* **Brief**:
Beginning at the line that contains "Would you be able to point to the garden", transcribe every line up to the last one in the material below. Include no other lines.

* **Exercise data**:
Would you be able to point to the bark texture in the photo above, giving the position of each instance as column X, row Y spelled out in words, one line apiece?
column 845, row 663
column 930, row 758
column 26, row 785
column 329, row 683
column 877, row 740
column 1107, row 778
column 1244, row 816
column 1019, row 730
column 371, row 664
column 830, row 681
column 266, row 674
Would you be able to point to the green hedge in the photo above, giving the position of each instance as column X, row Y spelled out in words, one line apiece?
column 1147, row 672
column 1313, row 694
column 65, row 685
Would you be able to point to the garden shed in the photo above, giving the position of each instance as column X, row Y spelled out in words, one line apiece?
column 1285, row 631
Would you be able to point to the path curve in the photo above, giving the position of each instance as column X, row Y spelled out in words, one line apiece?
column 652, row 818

* **Result of this task**:
Would you be able to point to the garden shed in the photo above, giving the position of each instance as column X, row Y spelled out in words, one line apiece?
column 1285, row 631
Would you be able to point to the path curve in the photo above, giving the position of each instance as column X, row Y spelled out in words, one line apiece?
column 652, row 818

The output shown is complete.